(DATA EXTRACTS)
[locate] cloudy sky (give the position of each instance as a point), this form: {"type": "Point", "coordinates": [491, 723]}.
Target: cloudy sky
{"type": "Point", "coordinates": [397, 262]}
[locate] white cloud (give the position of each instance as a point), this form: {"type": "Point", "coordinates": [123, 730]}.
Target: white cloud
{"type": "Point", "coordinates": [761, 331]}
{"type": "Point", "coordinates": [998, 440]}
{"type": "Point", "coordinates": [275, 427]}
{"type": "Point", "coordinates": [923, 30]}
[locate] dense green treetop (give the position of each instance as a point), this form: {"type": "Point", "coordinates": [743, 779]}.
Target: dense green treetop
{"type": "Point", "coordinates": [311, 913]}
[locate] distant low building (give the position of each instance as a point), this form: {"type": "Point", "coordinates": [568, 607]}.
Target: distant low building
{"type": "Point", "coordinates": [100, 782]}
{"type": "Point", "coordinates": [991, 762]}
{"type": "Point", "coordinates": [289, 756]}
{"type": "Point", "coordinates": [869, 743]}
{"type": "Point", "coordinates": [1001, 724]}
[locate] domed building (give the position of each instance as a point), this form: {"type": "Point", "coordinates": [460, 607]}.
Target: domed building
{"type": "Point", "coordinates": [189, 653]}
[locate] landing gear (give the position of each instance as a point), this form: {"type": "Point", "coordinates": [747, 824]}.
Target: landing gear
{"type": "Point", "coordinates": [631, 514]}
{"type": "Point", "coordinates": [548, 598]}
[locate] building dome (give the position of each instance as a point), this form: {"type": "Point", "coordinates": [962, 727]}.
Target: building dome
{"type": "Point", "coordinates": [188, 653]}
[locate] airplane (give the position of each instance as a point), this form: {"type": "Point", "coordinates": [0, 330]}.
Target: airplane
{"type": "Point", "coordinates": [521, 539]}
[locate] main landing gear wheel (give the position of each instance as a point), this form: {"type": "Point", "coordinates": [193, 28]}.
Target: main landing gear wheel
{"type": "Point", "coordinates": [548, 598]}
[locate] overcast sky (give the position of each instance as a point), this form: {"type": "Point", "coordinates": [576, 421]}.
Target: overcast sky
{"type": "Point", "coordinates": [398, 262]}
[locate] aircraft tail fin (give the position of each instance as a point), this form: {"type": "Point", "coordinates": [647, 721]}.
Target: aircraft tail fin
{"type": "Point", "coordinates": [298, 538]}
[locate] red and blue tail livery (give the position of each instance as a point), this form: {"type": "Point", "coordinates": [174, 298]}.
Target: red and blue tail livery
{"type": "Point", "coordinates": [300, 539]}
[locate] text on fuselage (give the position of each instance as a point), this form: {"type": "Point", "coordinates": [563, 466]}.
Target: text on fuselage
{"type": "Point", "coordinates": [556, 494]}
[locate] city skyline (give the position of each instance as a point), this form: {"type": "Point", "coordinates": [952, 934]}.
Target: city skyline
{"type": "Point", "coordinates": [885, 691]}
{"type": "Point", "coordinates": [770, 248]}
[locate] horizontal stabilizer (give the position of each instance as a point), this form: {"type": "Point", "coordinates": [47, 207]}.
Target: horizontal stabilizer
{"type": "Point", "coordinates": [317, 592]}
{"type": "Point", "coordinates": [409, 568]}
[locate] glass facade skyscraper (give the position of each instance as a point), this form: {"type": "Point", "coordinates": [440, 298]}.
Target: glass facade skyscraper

(WHAT IS NEEDED) Once the line with "Target: city skyline" is located in the data above, repeat it and every later line through the end, exactly.

(OUTPUT BELOW)
Target: city skyline
{"type": "Point", "coordinates": [885, 691]}
{"type": "Point", "coordinates": [770, 248]}
[locate] horizontal stabilizer (give the position of each instance as a point), this form: {"type": "Point", "coordinates": [47, 207]}.
Target: horizontal stabilizer
{"type": "Point", "coordinates": [317, 592]}
{"type": "Point", "coordinates": [409, 568]}
[locate] glass facade skyscraper (give the position of each instance as a point), this form: {"type": "Point", "coordinates": [440, 298]}.
Target: glass facade skyscraper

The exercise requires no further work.